▶ _Stated problem_: Please state how many lines in the entries below contain the word "young". Give only the number.

▶ _Data shown_:
━━━━━━━━━━━━━━━━
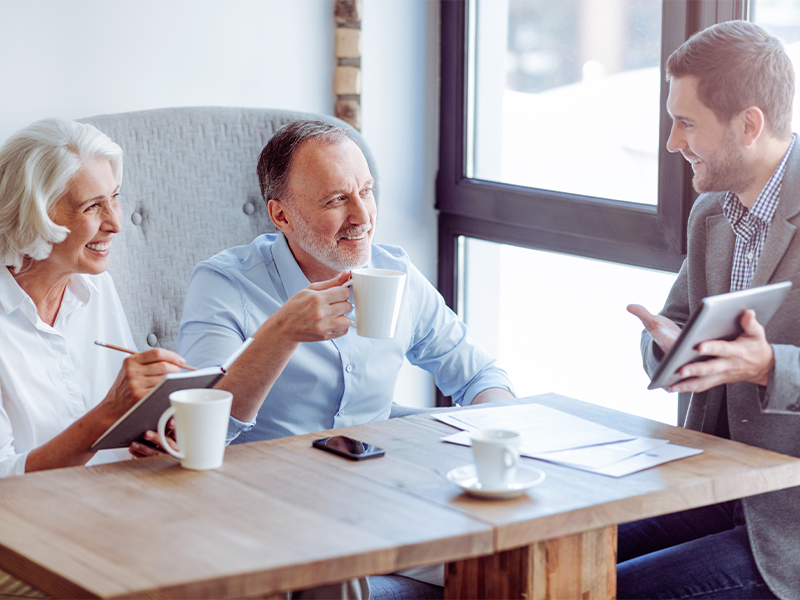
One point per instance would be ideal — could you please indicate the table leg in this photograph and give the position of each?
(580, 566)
━━━━━━━━━━━━━━━━
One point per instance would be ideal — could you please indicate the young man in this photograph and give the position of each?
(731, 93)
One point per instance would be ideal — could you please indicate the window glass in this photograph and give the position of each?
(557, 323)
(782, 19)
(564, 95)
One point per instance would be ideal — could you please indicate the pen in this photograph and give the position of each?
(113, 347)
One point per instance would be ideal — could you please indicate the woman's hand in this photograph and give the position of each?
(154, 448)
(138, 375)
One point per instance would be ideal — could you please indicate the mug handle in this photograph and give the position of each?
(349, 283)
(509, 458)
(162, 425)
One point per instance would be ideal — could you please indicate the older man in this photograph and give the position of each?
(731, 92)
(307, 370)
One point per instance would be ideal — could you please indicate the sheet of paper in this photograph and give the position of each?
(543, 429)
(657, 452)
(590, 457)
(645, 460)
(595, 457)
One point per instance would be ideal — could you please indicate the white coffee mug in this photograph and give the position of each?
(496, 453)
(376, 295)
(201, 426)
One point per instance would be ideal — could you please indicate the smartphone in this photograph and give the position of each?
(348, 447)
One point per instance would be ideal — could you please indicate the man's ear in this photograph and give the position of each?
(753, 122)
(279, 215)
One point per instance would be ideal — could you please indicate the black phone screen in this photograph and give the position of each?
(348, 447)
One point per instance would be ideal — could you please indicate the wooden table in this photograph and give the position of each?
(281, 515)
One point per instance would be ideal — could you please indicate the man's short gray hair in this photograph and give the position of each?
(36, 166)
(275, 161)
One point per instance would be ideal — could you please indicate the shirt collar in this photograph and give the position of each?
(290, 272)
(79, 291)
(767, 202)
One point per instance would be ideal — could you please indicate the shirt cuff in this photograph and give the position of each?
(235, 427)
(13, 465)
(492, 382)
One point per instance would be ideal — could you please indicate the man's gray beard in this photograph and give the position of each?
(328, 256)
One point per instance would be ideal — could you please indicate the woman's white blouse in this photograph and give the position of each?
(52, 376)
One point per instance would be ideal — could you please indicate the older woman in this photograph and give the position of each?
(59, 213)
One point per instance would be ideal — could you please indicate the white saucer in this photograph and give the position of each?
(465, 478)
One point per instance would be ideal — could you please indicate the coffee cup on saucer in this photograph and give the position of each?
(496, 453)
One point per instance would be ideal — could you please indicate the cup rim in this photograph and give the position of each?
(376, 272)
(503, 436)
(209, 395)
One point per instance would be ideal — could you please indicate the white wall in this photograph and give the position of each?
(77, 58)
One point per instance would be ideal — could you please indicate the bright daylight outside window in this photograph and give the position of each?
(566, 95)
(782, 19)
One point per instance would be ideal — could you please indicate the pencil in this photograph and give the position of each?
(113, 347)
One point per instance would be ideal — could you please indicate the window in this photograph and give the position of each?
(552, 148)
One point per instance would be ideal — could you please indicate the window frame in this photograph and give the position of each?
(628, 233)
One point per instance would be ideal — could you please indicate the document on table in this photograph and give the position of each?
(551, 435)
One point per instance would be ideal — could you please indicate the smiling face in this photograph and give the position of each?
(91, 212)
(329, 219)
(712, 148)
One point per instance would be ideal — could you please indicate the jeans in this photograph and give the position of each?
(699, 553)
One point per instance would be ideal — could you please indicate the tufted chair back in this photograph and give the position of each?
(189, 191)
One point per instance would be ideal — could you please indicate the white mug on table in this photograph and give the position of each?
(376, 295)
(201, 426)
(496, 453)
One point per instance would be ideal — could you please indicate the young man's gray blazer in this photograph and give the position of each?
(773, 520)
━━━━━━━━━━━━━━━━
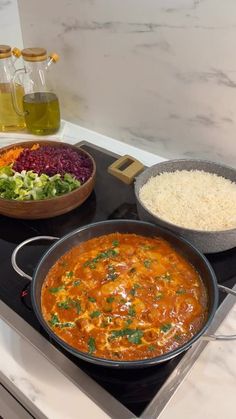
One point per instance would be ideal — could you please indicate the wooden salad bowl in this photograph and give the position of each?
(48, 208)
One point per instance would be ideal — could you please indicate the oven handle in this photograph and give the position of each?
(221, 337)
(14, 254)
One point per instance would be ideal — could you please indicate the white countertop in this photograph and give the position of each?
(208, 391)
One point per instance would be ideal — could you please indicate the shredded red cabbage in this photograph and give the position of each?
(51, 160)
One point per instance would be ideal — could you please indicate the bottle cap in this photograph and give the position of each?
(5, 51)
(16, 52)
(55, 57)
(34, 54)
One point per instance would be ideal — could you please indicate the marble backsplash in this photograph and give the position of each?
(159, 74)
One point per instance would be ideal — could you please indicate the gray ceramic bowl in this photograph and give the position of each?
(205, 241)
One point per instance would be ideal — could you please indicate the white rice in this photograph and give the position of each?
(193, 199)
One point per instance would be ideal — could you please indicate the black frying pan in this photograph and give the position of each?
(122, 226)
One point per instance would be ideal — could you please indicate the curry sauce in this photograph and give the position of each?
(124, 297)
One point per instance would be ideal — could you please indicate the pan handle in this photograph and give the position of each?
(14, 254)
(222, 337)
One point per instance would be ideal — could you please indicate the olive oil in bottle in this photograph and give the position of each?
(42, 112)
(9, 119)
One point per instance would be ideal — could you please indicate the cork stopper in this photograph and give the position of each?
━━━━━━━━━━━━━━━━
▶ _Solution to this problem_: 2